DATA TO PROCESS —
* * * * *

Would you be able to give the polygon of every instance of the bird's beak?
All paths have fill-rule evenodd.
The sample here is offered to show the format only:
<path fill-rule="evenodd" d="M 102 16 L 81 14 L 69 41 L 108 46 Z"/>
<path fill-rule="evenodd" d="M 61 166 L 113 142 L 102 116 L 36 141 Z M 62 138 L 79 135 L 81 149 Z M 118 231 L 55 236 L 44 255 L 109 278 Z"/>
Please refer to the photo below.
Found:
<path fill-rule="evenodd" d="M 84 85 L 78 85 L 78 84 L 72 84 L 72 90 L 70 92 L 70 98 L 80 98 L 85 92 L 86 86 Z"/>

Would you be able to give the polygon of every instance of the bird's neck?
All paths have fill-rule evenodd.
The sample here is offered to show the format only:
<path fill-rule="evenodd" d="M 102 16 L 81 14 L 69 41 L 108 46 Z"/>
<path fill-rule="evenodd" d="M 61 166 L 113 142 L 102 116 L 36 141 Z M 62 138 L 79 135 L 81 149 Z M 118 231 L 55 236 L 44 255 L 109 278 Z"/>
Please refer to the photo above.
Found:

* * * * *

EXERCISE —
Write out the lines above again, replacing "polygon" with "outline" everywhere it appears and leaving everything else unchanged.

RESULT FOR THIS EXERCISE —
Would you be able to give the outline of every instance of the bird's beak?
All paths have fill-rule evenodd.
The sample here is offered to show the format only:
<path fill-rule="evenodd" d="M 102 16 L 81 14 L 69 41 L 108 46 Z"/>
<path fill-rule="evenodd" d="M 61 166 L 113 142 L 102 116 L 36 141 Z M 62 138 L 79 135 L 81 149 Z M 118 231 L 55 236 L 44 255 L 109 278 Z"/>
Please refer to the photo below.
Found:
<path fill-rule="evenodd" d="M 84 85 L 78 85 L 78 84 L 72 84 L 72 90 L 70 92 L 70 98 L 80 98 L 85 92 L 86 86 Z"/>

Would you be able to give the outline of every instance of the bird's neck?
All paths have fill-rule evenodd.
The sample here is offered to show the format only:
<path fill-rule="evenodd" d="M 102 16 L 81 14 L 69 41 L 108 46 Z"/>
<path fill-rule="evenodd" d="M 61 166 L 113 142 L 102 116 L 36 141 Z M 62 138 L 79 135 L 81 149 Z M 118 231 L 55 236 L 44 255 L 109 278 Z"/>
Please refer to the photo above.
Found:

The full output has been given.